Le leader du Parti national, Jan Slota, a déploré le fait que les suffrages recueillis par Iveta Radicova venaient des districts où la minorité hongroise est la plus nombreuse (sud du pays). La vice-présidente, Anna Belousovova, a reproché à la candidate d'être soutenue par la Hongrie voisine. "Il n'est pas acceptable que ces districts ainsi que Bratislava dictent leur loi au reste de la Slovaquie" a-t-elle déclaré. A ces reproches et accusations, Iveta Radicova a répondu que si les médias hongrois s'étaient effectivement montrés intéressés par sa candidature, il en était de même pour ceux de nombreux autres pays comme la France, le Royaume-Uni, la République tchèque et l'Autriche, certains se montrant également séduits par le fait qu'une femme puisse devenir Présidente de la République en Slovaquie.

Le 27 mars, des centaines de brochures portant la photo d'Iveta Radicova et le symbole du SDKU ont fait leur apparition dans le sud du pays, notamment dans les villes de Komarno, Galanta et Samorin. Sur ces brochures, on pouvait lire (dans un hongrois truffé de fautes) : "Chers Hongrois vivant en Slovaquie, si vous votez pour moi et si je suis élue, je vous promets de soutenir vos revendications d'autonomie". Une enquête a été ouverte pour savoir d'où proviennent ces brochures. "C'est une provocation avant le 2e tour mais je ne sais pas de qui ni d'où celle-ci provient. Il faut se méfier, tout cela peut être un piège" a déclaré le leader du Mouvement pour une Slovaquie démocratique (LU-HZDS) et ancien Premier ministre (1993-1994 et 1994-1998) Vladimir Meciar.

Le 30 mars, les quotidiens Pravda et Plus jeden ont publié une publicité où l'on pouvait lire : "Qui souhaitez-vous comme Président de la République : quelqu'un qui est prêt à promettre l'autonomie à la minorité hongroise en échange de son soutien ou quelqu'un qui défend les intérêts de la Slovaquie ?". Anna Belousovova a avoué en être l'auteur. "J'admets avoir écrit cette publicité. Si vous le voulez, crucifiez-moi pour cela" a-t-elle déclaré. "Un Chef de l'Etat qui joue la carte hongroise, trouble les citoyens et divise la société n'est pas et ne peut pas être Président de la République slovaque" a répondu Iveta Radicova.
___
## Consigne:
Selon l'extrait sur l'élection présidentielle slovaque, dans quelles villes les brochures portant la photo d'Iveta Radicova sont-elles apparues le 27 mars ? Les données qui suivent n'ont aucun rôle ici.

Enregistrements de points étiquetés
___
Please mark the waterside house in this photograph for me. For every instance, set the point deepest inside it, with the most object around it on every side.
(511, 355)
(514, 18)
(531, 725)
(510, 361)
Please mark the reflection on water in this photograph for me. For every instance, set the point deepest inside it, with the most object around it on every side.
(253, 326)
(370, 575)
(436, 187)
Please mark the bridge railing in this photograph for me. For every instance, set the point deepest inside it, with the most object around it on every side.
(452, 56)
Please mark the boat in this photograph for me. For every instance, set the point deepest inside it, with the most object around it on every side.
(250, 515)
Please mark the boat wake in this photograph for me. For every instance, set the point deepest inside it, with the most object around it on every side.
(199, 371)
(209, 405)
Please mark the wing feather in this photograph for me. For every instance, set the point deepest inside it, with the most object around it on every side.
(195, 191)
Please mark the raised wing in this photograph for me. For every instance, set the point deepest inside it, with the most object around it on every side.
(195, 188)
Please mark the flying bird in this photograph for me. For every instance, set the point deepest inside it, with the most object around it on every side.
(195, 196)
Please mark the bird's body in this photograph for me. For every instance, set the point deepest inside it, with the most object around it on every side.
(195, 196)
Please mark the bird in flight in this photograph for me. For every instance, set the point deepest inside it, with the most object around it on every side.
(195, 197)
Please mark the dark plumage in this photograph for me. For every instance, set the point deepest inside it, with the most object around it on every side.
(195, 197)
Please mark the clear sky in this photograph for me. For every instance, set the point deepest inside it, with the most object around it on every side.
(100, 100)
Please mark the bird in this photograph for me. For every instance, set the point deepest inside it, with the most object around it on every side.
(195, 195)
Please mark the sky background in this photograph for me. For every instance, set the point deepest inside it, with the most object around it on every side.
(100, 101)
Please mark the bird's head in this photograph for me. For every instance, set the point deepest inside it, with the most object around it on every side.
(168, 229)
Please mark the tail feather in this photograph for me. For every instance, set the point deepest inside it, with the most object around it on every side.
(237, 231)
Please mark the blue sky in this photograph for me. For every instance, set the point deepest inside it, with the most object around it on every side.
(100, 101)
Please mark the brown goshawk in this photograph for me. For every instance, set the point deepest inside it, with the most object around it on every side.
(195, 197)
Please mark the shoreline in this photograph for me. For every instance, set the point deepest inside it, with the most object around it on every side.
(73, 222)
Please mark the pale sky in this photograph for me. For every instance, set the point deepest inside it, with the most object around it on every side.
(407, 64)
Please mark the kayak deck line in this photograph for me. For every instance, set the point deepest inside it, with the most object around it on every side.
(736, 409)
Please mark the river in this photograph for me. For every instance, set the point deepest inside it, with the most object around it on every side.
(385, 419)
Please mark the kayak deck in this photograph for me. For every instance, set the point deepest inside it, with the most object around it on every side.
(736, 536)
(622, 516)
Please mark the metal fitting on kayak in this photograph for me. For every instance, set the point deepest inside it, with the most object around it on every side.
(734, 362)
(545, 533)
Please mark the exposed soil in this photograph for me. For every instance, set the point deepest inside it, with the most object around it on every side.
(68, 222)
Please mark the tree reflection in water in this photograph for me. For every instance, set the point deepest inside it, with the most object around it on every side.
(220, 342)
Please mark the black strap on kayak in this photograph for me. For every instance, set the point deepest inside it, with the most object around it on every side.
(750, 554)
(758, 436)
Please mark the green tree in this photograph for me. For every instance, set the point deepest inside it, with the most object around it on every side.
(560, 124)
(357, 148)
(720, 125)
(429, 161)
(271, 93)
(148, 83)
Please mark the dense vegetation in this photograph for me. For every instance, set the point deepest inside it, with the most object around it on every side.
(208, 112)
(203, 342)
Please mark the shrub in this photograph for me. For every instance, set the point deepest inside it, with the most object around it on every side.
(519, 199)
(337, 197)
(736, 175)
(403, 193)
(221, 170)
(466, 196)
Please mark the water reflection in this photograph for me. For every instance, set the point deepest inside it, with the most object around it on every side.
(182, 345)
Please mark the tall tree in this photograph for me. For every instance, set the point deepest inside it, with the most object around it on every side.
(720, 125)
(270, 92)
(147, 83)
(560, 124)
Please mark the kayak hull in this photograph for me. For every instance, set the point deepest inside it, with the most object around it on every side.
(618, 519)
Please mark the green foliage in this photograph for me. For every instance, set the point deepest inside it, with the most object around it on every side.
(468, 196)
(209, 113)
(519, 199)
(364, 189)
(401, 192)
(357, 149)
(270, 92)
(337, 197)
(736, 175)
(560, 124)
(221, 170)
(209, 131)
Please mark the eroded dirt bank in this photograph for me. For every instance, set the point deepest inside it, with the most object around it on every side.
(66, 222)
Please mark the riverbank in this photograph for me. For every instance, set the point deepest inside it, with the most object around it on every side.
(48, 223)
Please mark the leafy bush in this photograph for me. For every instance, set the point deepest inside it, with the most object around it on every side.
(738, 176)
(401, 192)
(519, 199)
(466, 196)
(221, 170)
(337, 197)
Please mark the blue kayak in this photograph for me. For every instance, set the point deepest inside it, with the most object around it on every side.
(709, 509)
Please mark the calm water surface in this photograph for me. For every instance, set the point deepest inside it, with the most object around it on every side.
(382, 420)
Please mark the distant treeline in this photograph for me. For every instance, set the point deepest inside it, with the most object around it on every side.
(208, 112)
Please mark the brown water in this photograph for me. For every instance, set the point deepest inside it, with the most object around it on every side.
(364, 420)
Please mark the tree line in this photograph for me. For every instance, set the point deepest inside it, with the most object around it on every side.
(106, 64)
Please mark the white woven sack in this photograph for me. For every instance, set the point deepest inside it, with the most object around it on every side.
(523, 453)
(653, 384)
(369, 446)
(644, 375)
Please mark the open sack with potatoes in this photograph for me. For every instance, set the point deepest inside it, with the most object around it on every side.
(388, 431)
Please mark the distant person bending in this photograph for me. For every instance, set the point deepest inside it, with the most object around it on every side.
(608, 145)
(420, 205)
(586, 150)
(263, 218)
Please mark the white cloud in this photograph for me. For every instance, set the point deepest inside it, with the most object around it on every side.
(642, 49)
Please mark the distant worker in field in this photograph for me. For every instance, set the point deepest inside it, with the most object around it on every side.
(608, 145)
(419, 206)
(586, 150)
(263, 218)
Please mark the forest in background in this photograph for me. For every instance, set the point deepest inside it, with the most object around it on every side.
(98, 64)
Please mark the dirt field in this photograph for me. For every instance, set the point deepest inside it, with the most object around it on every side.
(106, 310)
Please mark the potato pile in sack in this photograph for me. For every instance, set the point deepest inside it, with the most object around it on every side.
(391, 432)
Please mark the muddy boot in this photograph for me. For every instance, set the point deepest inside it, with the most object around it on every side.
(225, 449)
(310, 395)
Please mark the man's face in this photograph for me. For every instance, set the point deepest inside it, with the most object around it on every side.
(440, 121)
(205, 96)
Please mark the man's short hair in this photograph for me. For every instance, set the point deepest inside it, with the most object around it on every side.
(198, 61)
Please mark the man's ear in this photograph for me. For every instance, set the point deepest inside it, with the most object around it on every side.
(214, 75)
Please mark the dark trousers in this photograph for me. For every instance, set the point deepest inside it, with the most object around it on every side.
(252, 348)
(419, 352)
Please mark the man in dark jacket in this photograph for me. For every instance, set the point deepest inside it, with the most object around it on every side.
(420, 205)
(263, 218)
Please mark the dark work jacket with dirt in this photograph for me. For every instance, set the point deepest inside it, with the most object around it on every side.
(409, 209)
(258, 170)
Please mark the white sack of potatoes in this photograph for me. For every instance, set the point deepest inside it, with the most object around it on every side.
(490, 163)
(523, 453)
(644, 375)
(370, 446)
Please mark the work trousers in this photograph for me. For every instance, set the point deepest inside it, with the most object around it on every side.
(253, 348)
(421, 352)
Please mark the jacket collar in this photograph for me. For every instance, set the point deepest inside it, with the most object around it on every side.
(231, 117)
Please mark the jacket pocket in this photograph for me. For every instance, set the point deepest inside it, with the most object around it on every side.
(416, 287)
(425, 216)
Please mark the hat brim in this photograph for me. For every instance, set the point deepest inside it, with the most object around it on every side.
___
## Réponse attendue:
Komarno, Galanta et Samorin.